> _PAGE TEXT_:
<<<<
# Hey Everyone.



## Semper Fi (Jun 19, 2008)

Hello,

Just wanted to drop a quick intro post.  I have been studying martial arts for a few years now. I studied Wah Lum Tam Tui Northern Praying Mantis under the tutelage of Sifu Calvin Bascomb in Lanham, Maryland and am currently studying Jun Fan Jeet Kune Do with Instructor Luis Sanchez in Falls Church, Virginia. Look forward to conversing with you all.


----------



## arnisador (Jun 19, 2008)

Welcome!


----------



## JBrainard (Jun 19, 2008)

Ave.


----------



## terryl965 (Jun 19, 2008)

Welcome and enjoy


----------



## IcemanSK (Jun 19, 2008)

Welcome to MT.


----------



## 14 Kempo (Jun 19, 2008)

Hello and welcome to MartialTalk ... enjoy!


----------



## Kacey (Jun 19, 2008)

Welcome, and happy posting!  :wavey:


----------



## morph4me (Jun 19, 2008)

Hello, welcome to MT


----------



## MBuzzy (Jun 19, 2008)

Welcome to MT!  Air power!


----------



## CuongNhuka (Jun 19, 2008)

MBuzzy said:


> Welcome to MT! Air power!


 
-runs to SAM sight-
-aims at Buzzy-
-shoots Buzzy down-

"that'll teach you to mess with the Marine Corps!"


----------



## MBuzzy (Jun 19, 2008)
>>>>
> _EXTRACTED RECORDS_:
<<<<
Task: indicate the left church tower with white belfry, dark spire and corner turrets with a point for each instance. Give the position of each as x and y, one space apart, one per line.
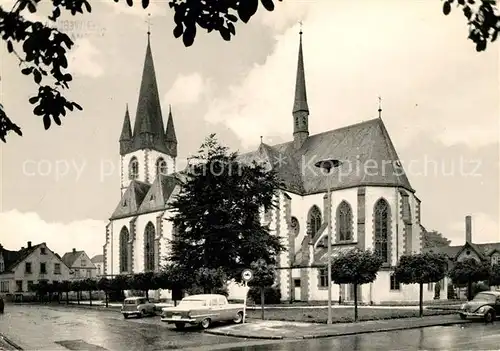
150 149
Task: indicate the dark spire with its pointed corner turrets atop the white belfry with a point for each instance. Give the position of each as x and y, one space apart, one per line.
149 131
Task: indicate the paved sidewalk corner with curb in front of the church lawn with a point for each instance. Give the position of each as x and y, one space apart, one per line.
258 329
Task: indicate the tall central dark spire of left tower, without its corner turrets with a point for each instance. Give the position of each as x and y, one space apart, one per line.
148 127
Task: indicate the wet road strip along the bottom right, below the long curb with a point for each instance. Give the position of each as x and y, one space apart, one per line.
475 336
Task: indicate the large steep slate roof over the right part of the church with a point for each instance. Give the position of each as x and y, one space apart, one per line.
367 153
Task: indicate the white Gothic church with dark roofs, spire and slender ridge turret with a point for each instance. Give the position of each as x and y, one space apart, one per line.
372 204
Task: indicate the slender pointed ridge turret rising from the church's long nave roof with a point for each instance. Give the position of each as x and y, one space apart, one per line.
300 108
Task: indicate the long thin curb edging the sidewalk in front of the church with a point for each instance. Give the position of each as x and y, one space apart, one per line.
329 335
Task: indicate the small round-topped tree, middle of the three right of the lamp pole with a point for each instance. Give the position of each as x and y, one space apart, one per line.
421 269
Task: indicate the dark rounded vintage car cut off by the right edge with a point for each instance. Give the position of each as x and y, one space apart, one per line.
485 305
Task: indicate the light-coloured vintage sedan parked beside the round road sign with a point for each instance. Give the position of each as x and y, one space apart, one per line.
202 310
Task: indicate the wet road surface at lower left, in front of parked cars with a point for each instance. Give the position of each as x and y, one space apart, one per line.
65 328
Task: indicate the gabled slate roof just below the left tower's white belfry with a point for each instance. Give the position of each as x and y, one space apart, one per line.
142 197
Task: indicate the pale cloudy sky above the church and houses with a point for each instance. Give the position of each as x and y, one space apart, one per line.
440 101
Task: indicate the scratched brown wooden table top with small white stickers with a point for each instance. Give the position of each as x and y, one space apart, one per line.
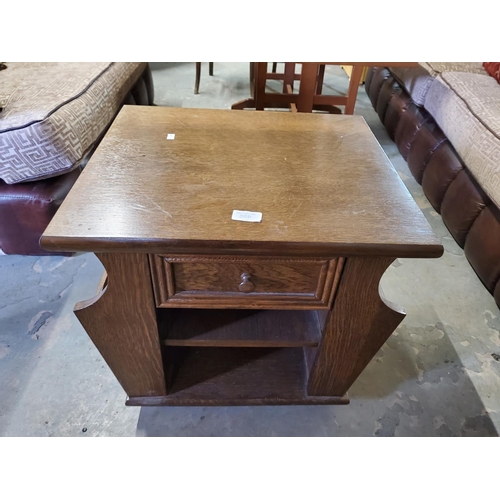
322 182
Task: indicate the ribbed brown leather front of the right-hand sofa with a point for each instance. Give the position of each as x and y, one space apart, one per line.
468 212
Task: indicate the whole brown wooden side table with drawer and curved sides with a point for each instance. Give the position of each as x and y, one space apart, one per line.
199 309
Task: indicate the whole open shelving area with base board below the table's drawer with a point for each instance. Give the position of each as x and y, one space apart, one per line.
231 357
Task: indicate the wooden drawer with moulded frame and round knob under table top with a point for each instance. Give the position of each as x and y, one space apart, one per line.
239 282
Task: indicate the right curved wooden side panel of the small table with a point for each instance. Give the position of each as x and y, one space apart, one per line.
356 327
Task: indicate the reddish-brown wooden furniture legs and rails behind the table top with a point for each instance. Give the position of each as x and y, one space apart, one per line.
310 97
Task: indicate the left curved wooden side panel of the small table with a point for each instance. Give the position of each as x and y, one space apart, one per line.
121 321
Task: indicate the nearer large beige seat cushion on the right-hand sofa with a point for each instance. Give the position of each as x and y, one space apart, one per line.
467 108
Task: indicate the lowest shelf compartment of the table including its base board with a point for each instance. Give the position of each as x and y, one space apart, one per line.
218 376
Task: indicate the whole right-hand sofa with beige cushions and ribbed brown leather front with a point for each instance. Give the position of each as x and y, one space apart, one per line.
>>>>
> _INSTRUCTIONS_:
a) For each statement, state whether it agrees with the forum thread, answering yes or no and quoting the deciding words of the forum thread: (i) Semper Fi studied Wah Lum Tam Tui Northern Praying Mantis in Lanham, Maryland; (ii) Semper Fi currently studies Jun Fan Jeet Kune Do with Sifu Calvin Bascomb; (iii) arnisador's reply consists of the single word "Ave."
b) List every line in CuongNhuka's post in the forum thread that begins and ends with a hyphen.
The items are separate material and unrelated to the forum thread.

> _ANSWERS TO THE EXERCISE_:
a)
(i) Yes: "I studied Wah Lum Tam Tui Northern Praying Mantis under the tutelage of Sifu Calvin Bascomb in Lanham, Maryland"
(ii) No: "am currently studying Jun Fan Jeet Kune Do with Instructor Luis Sanchez in Falls Church, Virginia"
(iii) No: arnisador's reply reads "Welcome!"

b)
-runs to SAM sight-
-aims at Buzzy-
-shoots Buzzy down-